● Consegna 1:
Rispondi alle domande seguenti sul brano che parla di videogiochi, indicando le risposte con le stesse lettere.
(a) In quale città è ambientato Watch Dogs Legion?
(b) Quali due giochi per PS4 ha comprato Tobi?
(c) In che data ha scritto Giangy?

● Brano:
"""
Io ho visto ieri il trailer di cyberpunk e niente due minuti dopo ero già su amazon.


----------



## Giangy (21 Novembre 2020)

Dicono sia un gran bel gioco, il nuovo Watch Dogs Legion, simile a GTA V, ma non proprio identico... è ambientato a Londra, ho visto alcuni video in rete, e sembra davvero ben fatto come gioco. Appena mi è possibile lo compro, magari per natale. Però non so se piace come genere.


----------



## Tobi (15 Dicembre 2020)

Ho comprato per PS4 Until Dawn e The Witcher 3 GOTY. 
Ho iniziato ieri il primo gioco, è un Horror, al momento sembra veramente un bel gioco, vediamo come si evolve la storia. In base alle scelte fatte, cambiano gli scenari. Non so se qualcuno di voi ci ha mai giocato e possa dare un feedback,

Per quanto riguarda The Witcher 3 invece, opinioni?


----------



## Toby rosso nero (15 Dicembre 2020)

Tobi ha scritto:


> Ho comprato per PS4 Until Dawn e The Witcher 3 GOTY.
> Ho iniziato ieri il primo gioco, è un Horror, al momento sembra veramente un bel gioco, vediamo come si evolve la storia. In base alle scelte fatte, cambiano gli scenari. Non so se qualcuno di voi ci ha mai giocato e possa dare un feedback,
> 
> Per quanto riguarda The Witcher 3 invece, opinioni?
"""
● Consegna 2: Disponi tutte le righe dei record sotto forma di elenco numerato, tralasciando le righe vuote. Escludi le immagini dalla risposta.

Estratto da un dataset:
"""
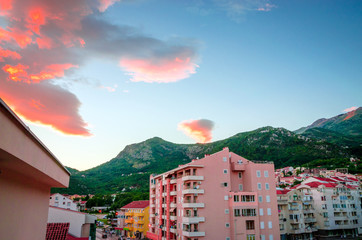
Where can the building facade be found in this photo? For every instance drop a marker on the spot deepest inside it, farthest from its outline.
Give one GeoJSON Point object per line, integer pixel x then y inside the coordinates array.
{"type": "Point", "coordinates": [221, 196]}
{"type": "Point", "coordinates": [133, 219]}
{"type": "Point", "coordinates": [58, 200]}
{"type": "Point", "coordinates": [28, 170]}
"""
● Soluzione 1:
(a) A Londra.
(b) Until Dawn e The Witcher 3 GOTY.
(c) Il 21 novembre 2020.

● Soluzione 2:
1. Where can the building facade be found in this photo? For every instance drop a marker on the spot deepest inside it, farthest from its outline.
2. Give one GeoJSON Point object per line, integer pixel x then y inside the coordinates array.
3. {"type": "Point", "coordinates": [221, 196]}
4. {"type": "Point", "coordinates": [133, 219]}
5. {"type": "Point", "coordinates": [58, 200]}
6. {"type": "Point", "coordinates": [28, 170]}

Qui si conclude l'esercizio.